## Supplied text
Athens 2004 Olympic Games

The biggest disappointment in her career was Manchester 2002 Commonwealth Games. She did extremely well in 100m, achieving her Season’s Best of 11.08 secs, yet she missed the podium by a whisker. The entire country expected her to win a gold in 200m. Her loving parents were in Manchester to see her and she was determined.

In 200m, she ran in Heat 4 of Round 1. She recorded the fastest time of 22.61. The commentator in fact announced that she ran very fast. After 8 minutes the commentator disclosed that she had been disqualified. I rushed to the Technical Information Centre (TIC) and collected the official results and found her disqualified under IAAF Rule 163.3.

As I watched the race and I didn’t observe any obstructions, I was not convinced at all. Thus, tendered my protest against the decision in the best interest of the athlete.

I was the Team Manager to Manchester 2002. Such a decision based on judgement of a single ‘Track Official’ could be destructive. It remains a misery! Perhaps, in a whisker, Susanthika and Sri Lanka deprived of the gold medal by an ‘Error of Omission’. Yet, you respect the decision in the name of sport!

I lodged an appeal as per the provisions of the IAAF Rule 146. Then, I met the shattered athlete and consoled her, proceeded back to TIC. I was provided with a copy of the ‘Details of Infringement’ that led to her disqualification. Still, I was not convinced. The Jury of Appeal sat at 2130 and decision intimated at 2345. It read, “Having consulted the Track Officials and viewed all available video evidence, the Jury upholds the decision of the Officials. The protest is therefore rejected.”

## Stated task
Carry on the account of the Manchester 2002 Commonwealth Games disqualification, picking up right after its last sentence. The entries that come next have no connection to the account of the Manchester 2002 disqualification.

## Supplied data
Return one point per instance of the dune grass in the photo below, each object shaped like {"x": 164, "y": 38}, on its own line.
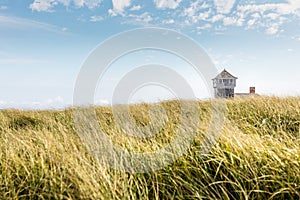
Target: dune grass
{"x": 256, "y": 157}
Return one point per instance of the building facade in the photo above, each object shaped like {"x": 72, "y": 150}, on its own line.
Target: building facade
{"x": 224, "y": 84}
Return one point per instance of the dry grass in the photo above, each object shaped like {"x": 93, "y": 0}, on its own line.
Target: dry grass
{"x": 257, "y": 157}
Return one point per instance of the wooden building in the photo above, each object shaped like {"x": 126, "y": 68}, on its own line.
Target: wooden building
{"x": 224, "y": 84}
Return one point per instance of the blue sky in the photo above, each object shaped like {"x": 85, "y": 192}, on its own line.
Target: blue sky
{"x": 43, "y": 44}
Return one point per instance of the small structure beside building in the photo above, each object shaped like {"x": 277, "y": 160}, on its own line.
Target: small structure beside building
{"x": 251, "y": 93}
{"x": 224, "y": 84}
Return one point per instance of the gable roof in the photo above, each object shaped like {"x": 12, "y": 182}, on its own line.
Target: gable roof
{"x": 225, "y": 74}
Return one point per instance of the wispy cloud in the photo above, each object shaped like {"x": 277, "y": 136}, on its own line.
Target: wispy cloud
{"x": 3, "y": 7}
{"x": 96, "y": 18}
{"x": 118, "y": 7}
{"x": 136, "y": 8}
{"x": 224, "y": 6}
{"x": 21, "y": 61}
{"x": 172, "y": 4}
{"x": 22, "y": 23}
{"x": 48, "y": 5}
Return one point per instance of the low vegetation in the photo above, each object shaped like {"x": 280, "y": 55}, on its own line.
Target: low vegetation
{"x": 256, "y": 157}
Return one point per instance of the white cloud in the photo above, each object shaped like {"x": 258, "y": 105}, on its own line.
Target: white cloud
{"x": 3, "y": 7}
{"x": 172, "y": 4}
{"x": 21, "y": 61}
{"x": 136, "y": 8}
{"x": 169, "y": 21}
{"x": 118, "y": 7}
{"x": 96, "y": 18}
{"x": 204, "y": 27}
{"x": 142, "y": 19}
{"x": 88, "y": 3}
{"x": 216, "y": 18}
{"x": 273, "y": 29}
{"x": 48, "y": 5}
{"x": 224, "y": 6}
{"x": 22, "y": 23}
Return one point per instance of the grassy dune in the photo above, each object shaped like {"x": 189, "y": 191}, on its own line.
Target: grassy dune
{"x": 257, "y": 156}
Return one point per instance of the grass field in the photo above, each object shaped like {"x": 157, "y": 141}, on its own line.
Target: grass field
{"x": 257, "y": 156}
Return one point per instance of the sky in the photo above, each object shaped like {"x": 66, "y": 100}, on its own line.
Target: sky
{"x": 44, "y": 43}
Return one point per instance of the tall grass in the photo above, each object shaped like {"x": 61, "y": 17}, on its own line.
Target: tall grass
{"x": 257, "y": 156}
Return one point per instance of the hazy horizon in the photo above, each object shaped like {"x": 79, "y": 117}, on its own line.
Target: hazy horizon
{"x": 45, "y": 42}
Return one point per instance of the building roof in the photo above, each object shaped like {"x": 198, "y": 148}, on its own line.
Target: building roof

## Expected answer
Still not convinced, I requested the Jury of Appeal to consider the video coverage, pointing out that neither the infringement nor the slow motion was shown on the wide screen. Finally, a copyright VHS copy as the video evidence was provided to my dismay. At that moment of horror, Susanthika aptly displayed values such as Respect, Excellence and Friendship of a true Olympian.

In August 2002, the Asian Athletics Championships took place in Colombo and Susanthika bounced back and carried the hopes and dreams of a whole nation winning both 100m and 200m. In October 2002, she won the gold medal in 100m at the Busan 2002 Asian Games clocking 11.15 secs. In 2002, at the IAAF World Cup in Madrid she took part in both 100m and 200m.

Thereafter, she qualified to take part at Olympic Games. I was the Team Manager of the Athens 2004 Olympic team. Susanthika reported that she is suffering from an injury and I brought the matter to the notice of the President of the National Olympic Committee and the Minister of Sports immediately.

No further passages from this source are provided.